Are you running your Python file within Databricks notebooks? The notebooks will keep the state of all objects that are instantiated (including the Python logger used). We have come across duplicated log entries before when users run their code multiple times in notebooks, because the AzureLogHandler is added as a handler to the root logger everytime the code is executed again. Running as a normal Python module should not cause this behaviour since state is not kept within subsequent runs.

If you are not using the notebooks, then the issue seems to be with something adding the AzureLogHandler multiple times. Are there multiple workers of some sort in your Databricks pipeline executing the same logic?

────────────────

What this exercise asks:
1. According to the forum reply, what is added as a handler to the root logger each time the code runs again in a notebook?
2. Return the forum reply's text from "Are you running" up to and including "within subsequent runs.".

────────────────

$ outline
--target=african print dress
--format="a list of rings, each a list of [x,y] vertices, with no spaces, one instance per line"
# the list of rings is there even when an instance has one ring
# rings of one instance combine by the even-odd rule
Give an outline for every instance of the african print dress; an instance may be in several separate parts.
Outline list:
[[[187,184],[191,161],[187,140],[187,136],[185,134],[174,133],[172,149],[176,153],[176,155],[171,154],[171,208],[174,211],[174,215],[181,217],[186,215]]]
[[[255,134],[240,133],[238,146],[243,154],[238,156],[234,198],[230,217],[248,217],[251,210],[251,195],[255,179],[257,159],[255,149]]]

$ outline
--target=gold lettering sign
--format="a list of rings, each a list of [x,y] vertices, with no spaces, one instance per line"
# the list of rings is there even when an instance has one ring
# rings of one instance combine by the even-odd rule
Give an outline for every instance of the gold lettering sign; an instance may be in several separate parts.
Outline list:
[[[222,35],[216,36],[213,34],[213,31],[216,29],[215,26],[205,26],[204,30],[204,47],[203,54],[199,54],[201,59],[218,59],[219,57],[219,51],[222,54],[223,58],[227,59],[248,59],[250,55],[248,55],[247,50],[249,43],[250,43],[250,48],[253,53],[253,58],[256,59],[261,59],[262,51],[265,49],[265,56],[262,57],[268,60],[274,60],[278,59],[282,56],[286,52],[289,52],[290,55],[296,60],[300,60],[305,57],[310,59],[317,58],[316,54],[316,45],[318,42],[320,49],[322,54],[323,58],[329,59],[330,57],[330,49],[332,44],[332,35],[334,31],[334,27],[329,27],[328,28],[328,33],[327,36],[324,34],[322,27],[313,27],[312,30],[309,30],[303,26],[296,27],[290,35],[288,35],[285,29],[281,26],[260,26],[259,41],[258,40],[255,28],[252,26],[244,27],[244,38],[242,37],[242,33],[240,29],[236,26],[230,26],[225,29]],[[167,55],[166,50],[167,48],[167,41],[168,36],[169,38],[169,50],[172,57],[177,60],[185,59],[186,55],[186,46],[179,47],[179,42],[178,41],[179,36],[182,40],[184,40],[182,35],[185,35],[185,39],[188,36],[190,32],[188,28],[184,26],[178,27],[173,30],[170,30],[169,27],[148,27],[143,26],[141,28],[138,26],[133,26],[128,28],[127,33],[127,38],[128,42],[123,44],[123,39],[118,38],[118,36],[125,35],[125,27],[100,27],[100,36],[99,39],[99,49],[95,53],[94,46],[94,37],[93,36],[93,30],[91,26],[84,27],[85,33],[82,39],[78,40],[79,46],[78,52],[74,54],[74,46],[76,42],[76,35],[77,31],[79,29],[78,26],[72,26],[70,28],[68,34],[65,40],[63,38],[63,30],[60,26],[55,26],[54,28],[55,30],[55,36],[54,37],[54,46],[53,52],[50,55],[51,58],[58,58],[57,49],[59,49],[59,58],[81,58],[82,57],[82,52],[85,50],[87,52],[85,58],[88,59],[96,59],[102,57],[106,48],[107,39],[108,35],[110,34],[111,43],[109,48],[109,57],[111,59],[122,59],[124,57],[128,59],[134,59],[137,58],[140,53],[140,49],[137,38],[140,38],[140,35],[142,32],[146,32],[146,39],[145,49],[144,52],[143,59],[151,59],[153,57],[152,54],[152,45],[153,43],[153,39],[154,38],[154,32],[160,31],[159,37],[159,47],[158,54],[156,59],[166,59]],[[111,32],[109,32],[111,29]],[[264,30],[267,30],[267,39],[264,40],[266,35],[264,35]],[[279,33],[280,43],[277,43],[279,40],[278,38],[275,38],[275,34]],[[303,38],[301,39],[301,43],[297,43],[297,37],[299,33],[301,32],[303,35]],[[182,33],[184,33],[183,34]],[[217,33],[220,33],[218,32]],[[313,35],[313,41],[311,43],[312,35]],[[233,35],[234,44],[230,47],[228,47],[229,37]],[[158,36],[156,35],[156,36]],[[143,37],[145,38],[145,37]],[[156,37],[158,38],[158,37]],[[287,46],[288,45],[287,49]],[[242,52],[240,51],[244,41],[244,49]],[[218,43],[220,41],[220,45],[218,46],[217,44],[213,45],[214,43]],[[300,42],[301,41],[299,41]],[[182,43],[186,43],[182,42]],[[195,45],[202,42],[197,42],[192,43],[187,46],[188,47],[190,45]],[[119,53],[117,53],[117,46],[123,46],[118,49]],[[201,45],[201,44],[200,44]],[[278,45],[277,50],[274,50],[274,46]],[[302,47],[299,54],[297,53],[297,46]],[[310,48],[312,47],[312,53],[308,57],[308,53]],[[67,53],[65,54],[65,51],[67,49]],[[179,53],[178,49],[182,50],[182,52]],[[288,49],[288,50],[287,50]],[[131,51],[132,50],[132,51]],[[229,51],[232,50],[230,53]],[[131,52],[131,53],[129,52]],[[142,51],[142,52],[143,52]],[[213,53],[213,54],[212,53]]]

────────────────

Outputs by task:
1. The AzureLogHandler.

2.
Are you running your Python file within Databricks notebooks? The notebooks will keep the state of all objects that are instantiated (including the Python logger used). We have come across duplicated log entries before when users run their code multiple times in notebooks, because the AzureLogHandler is added as a handler to the root logger everytime the code is executed again. Running as a normal Python module should not cause this behaviour since state is not kept within subsequent runs.